Texte fourni:

Chez les Juifs et les premiers chrétiens. — La loi de Moïse avait interdit le meurtre aux anciens Hébreux. Jusqu’à l’époque des Juges, la Bible ne nous donne guère de récits de meurtre d’un chef ou patriarche. Au moment de l’entrée dans la Terre promise, le geste d’Aod qui tua Églon, roi de Moab, oppresseur d’Israël, valut au meurtrier le titre de juge du peuple. Jud., iii, 15. Saint Thomas a refusé de voir dans cet acte un tyrannicide, De reg. principum, 1, I, c. vi. Cf. Sylvius, In IIam-IIæ, q. xliv, a. 3, concl. 1.

Au temps des rois, le tyrannicide ne fut pas chose rare chez les Juifs ; il devint même comme un instrument de règne ; dos dynasties s’éteignirent dans le sang : Joram, Ochozias, Jézabel, Athalie, Amasias… Sans doute, ces monarques avaient été rejetés de Dieu, « par qui règnent les rois », et le jugement avait été proclamé par la voix des prophètes, puis par celle du peuple. Cependant ces meurtres ne sont ni loués ni blâmés par le texte sacré ; tout au plus souligne-t-on la joie du peuple et la paix qui en résulta pour la nation, IV Reg., xi, 20. Il est vrai que David fit mourir sur le champ le messager amalécite qui avait osé achever Saül blessé a mort, II Reg., i, 13, et qu’il traita de même les deux meurtriers qui venaient lui annoncer la mort d’Isboseth, fils de Saül. Ibid., iv, 1-12. Mais par ces gestes, le nouveau roi entendait sans doute inculquer à son peuple un respect inviolable pour sa personne, autant que lui signifier qu’il n’appartenait pas à un particulier d’attenter à la vie du souverain.

Quoi qu’il en soit, l’Évangile infusa à ses adeptes un esprit différent. Le Christ n’avait été ni un agitateur, ni un révolutionnaire, ni un ambitieux possédé du désir de régner. Cf. Joa., xviii, 36 sq. ; Matth., xx, 25 ; xxii, 21. Le premier, il a séparé la domination terrestre du pouvoir spirituel et il n’a pas voulu que l’un dominât l’autre. Aussi, dans la perspective de la doctrine évangélique, le tyrannicide devient chose « impensable ». Saint Paul est l’interprète fidèle du Maître, lorsqu’il écrit : « Celui qui se révolte contre l’autorité se révolte contre l’ordre établi par Dieu, et les rebelles s’attirent une condamnation. » Rom., xiii, 2. L’apôtre ne met aucune limite ni distinction ; Saint Pierre sera net : Si l’autorité vient à poursuivre la violation des droits de Dieu, « mieux vaut obéir à Dieu qu’aux hommes », Act., v, 29. Mais cela ne l’empêche pas de prêcher l’obéissance aux maîtres humains, etiam dyscolis, I Petr., ii, 13, 18. Or, c’était Néron qui se trouvait pour lors à la tête de l’empire.

Données fournies:
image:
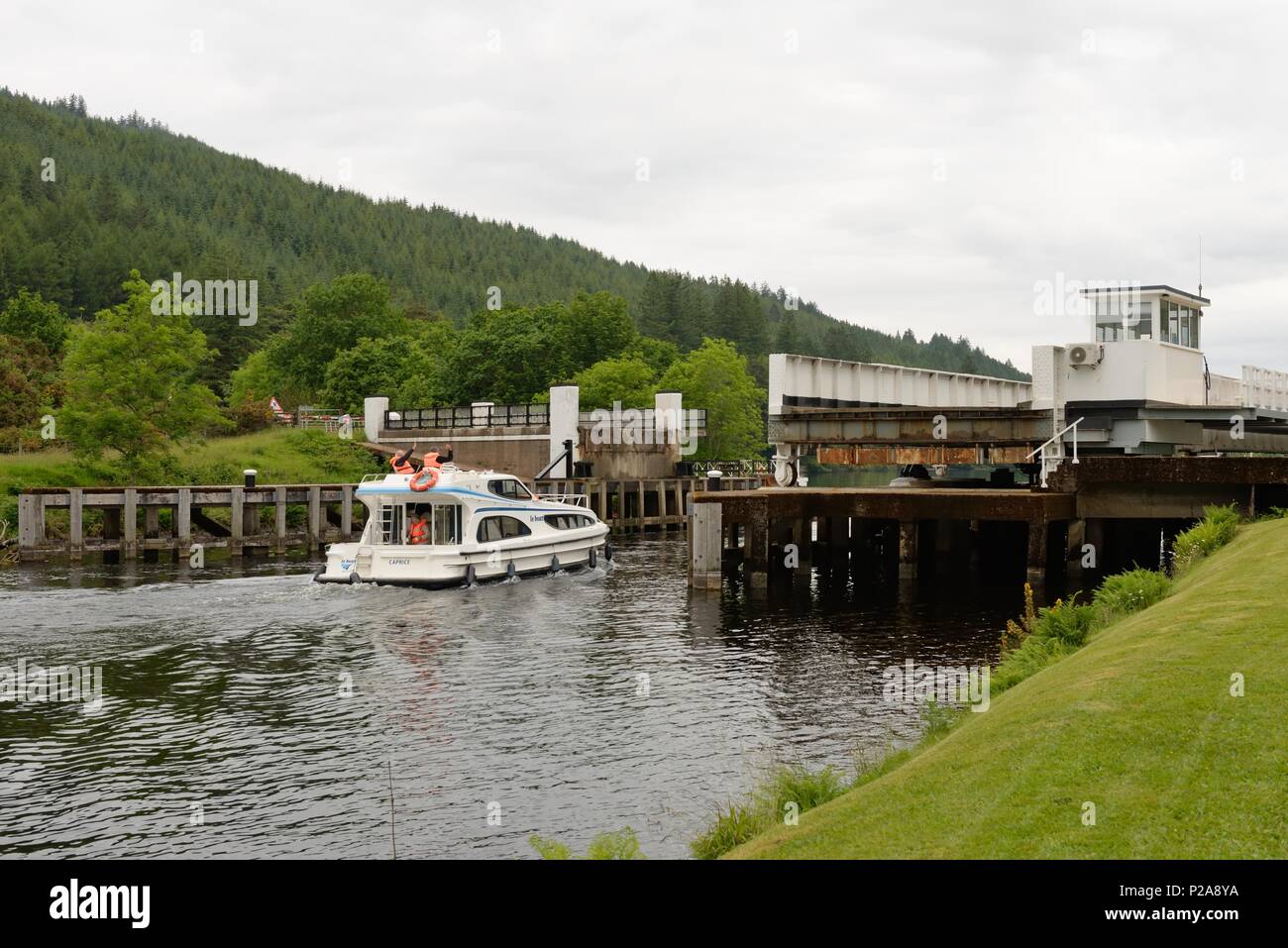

Tâches à faire:
1. Recopiez fidèlement le passage du texte sur le tyrannicide qui s'ouvre sur les mots contenant « Chez les Juifs et » et se clôt sur « 3, concl. 1. ».
2. Les affirmations suivantes concordent-elles avec le texte sur le tyrannicide ? Répondez par oui ou par non et citez les mots décisifs du texte.
(a) Saint Thomas a vu dans le geste d'Aod un tyrannicide.
(b) David fit mourir le messager amalécite qui avait achevé Saül.
(c) Le texte sacré loue les meurtres de rois commis au temps des rois.
3. D'après le texte sur le tyrannicide, qui se trouvait à la tête de l'empire lorsque saint Pierre prêchait l'obéissance aux maîtres humains ?

Réponses aux tâches:
1.
Chez les Juifs et les premiers chrétiens. — La loi de Moïse avait interdit le meurtre aux anciens Hébreux. Jusqu’à l’époque des Juges, la Bible ne nous donne guère de récits de meurtre d’un chef ou patriarche. Au moment de l’entrée dans la Terre promise, le geste d’Aod qui tua Églon, roi de Moab, oppresseur d’Israël, valut au meurtrier le titre de juge du peuple. Jud., iii, 15. Saint Thomas a refusé de voir dans cet acte un tyrannicide, De reg. principum, 1, I, c. vi. Cf. Sylvius, In IIam-IIæ, q. xliv, a. 3, concl. 1.

2.
(a) Non : « Saint Thomas a refusé de voir dans cet acte un tyrannicide ».
(b) Oui : « David fit mourir sur le champ le messager amalécite qui avait osé achever Saül ».
(c) Non : « ces meurtres ne sont ni loués ni blâmés par le texte sacré ».

3. Néron.